- EXCERPT TO READ -
Question

if the edge length of
the unit Cell
of a
metal which form Bcc unit cell
is 300pm
then

the radius of the metal atom is​

Answer 1

Given:

Edge length of the unit Cell of a metal which form Bcc unit cell is 300pm.

To find:

Radius of metal atom?

Calculation:

In case of BCC, we can use PYTHAGORAS' THEOREM as follows:

• Let body diagonal be b ,face diagonal be d and edge length be a.

$\rm \: {b}^{2} = {d}^{2} + {a}^{2}$

• Now, face diagonal is represented as (a² + a²).

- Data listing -
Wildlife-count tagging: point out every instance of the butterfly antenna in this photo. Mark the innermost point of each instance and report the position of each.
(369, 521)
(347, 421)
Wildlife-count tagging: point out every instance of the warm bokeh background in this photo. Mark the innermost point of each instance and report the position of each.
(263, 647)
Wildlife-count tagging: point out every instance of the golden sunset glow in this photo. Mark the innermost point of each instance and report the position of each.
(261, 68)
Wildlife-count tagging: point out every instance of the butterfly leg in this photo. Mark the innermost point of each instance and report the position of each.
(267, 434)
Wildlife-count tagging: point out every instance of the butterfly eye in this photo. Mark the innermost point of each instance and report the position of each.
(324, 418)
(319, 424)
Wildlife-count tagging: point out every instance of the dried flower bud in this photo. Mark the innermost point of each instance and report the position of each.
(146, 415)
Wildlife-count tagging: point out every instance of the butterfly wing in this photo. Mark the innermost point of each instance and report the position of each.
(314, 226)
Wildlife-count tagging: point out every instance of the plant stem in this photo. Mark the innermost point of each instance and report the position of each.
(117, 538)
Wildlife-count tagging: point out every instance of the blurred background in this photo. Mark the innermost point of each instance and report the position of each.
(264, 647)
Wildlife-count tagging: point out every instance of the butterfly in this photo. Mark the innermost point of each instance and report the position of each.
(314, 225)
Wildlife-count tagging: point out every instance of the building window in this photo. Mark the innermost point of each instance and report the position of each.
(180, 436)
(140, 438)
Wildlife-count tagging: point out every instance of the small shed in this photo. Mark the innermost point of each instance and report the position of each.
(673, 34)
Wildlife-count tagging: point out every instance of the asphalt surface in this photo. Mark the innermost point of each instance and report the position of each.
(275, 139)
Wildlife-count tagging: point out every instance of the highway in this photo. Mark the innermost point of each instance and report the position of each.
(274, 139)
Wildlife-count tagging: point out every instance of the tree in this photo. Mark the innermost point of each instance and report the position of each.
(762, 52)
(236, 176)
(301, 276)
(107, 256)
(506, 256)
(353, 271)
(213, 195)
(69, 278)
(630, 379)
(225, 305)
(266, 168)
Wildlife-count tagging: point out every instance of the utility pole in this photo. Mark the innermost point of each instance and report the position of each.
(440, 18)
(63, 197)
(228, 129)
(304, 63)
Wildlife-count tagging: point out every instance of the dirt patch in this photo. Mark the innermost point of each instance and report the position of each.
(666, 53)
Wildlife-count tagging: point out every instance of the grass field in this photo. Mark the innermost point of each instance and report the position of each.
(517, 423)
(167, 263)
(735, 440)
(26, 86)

- REQUIREMENT 1 -
Answer these questions about the metal radius thread above:
(a) What edge length is given for the metal's unit cell?
(b) Which theorem does the answer say can be used in the case of BCC?
(c) Which letter stands for the face diagonal?
- REQUIREMENT 2 -
List every letter that the metal radius thread defines for a length, with the length each one stands for.
- REQUIREMENT 3 -
Continue the metal radius thread from its last line.

- REPLY 1 -
(a) 300pm
(b) Pythagoras' theorem
(c) d

- REPLY 2 -
- b: body diagonal
- d: face diagonal
- a: edge length

- REPLY 3 -
$\rm \implies\: {b}^{2} = ( {a}^{2} + {a}^{2}) + {a}^{2}$

$\rm \implies\: {b}^{2} = 3{a}^{2}$

• Now, body diagonal is represented as 4r, where 'r' is radius of atom.

$\rm \implies\: {(4r)}^{2} = 3{a}^{2}$

$\rm \implies\: r = \dfrac{ \sqrt{3} a}{4}$

Now, putting the values:

$\rm \implies\: r = \dfrac{ \sqrt{3} \times 300}{4}$

$\rm \implies\: r = 129.9 \: pm$

So, radius of atom is 129.9 pm.